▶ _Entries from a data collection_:

#####

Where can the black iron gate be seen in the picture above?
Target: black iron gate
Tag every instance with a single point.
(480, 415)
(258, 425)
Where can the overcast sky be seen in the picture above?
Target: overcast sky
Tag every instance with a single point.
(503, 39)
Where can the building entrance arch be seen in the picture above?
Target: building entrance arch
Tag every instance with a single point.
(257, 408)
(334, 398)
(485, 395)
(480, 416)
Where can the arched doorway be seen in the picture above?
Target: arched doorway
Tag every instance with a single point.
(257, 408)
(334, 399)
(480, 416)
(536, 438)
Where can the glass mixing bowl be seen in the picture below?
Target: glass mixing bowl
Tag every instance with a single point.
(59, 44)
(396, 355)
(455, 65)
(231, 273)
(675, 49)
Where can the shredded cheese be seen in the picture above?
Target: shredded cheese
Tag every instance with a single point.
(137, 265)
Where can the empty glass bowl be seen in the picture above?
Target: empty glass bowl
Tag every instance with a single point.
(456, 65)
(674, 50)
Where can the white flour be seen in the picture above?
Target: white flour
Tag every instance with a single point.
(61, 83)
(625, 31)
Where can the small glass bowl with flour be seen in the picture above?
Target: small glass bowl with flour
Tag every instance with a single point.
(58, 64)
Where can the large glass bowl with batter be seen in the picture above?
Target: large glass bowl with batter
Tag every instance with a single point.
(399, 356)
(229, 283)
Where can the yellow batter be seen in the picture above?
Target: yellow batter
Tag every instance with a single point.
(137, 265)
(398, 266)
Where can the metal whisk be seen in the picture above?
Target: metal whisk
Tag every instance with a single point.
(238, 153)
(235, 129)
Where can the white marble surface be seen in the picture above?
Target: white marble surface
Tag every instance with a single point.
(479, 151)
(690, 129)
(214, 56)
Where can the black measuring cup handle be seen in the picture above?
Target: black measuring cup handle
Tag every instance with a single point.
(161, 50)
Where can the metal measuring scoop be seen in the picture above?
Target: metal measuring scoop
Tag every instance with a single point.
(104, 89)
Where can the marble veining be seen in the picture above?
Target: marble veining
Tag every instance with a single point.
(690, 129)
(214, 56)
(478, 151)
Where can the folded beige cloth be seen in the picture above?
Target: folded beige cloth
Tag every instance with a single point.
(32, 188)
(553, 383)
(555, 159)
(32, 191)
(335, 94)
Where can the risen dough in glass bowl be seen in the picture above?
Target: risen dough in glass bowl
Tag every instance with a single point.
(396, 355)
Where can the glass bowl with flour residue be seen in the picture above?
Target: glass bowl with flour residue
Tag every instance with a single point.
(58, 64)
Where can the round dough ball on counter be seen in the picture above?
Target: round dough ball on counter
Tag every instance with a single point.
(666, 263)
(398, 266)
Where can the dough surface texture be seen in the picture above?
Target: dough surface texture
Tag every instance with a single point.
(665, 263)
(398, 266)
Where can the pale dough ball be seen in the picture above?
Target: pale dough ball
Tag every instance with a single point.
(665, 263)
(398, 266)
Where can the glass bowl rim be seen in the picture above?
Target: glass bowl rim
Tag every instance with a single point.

#####

▶ _AIM_: Write out, word for word, the stretch from the line containing "Where can the glass bowl rim" through the end of the entries.

▶ _SOLUTION TO THIS PROBLEM_:
Where can the glass bowl rim be seen in the picture above?
Target: glass bowl rim
Tag every instance with a single point.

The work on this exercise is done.